• What is expected: After locating the line that holds "Get black jacket", output it and all following lines word for word, stopping only at the end of the data.

....

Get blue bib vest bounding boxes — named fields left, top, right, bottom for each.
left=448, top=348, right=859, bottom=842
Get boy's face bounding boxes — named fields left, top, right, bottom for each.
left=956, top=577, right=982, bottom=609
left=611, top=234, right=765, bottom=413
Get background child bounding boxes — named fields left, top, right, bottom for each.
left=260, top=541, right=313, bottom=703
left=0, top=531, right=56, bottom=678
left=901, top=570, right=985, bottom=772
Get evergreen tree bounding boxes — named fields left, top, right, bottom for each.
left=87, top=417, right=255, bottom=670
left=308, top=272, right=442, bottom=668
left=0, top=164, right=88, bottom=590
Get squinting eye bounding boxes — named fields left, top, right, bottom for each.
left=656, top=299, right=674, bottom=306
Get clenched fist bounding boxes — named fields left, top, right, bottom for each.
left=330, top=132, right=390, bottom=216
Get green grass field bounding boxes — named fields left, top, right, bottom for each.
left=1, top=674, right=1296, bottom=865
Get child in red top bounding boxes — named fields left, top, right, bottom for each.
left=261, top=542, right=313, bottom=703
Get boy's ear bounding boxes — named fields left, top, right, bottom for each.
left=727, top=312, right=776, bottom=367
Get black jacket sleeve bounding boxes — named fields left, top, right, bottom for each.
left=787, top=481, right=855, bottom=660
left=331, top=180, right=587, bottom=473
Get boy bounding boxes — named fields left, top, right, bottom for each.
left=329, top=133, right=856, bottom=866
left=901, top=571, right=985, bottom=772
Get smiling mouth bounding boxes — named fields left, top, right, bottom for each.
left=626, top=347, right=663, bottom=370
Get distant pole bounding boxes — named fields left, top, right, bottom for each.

....

• Answer area:
Get black jacket sleeve bounding boxes — named fields left, top, right, bottom for each.
left=787, top=481, right=855, bottom=660
left=331, top=180, right=587, bottom=473
Get boy bounding boxes — named fields left, top, right, bottom for each.
left=329, top=133, right=856, bottom=866
left=901, top=571, right=985, bottom=772
Get smiling mouth bounding boxes — named fields left, top, right, bottom for each.
left=626, top=347, right=663, bottom=370
Get distant pole bounding boxes — named fields left, top, right, bottom for each.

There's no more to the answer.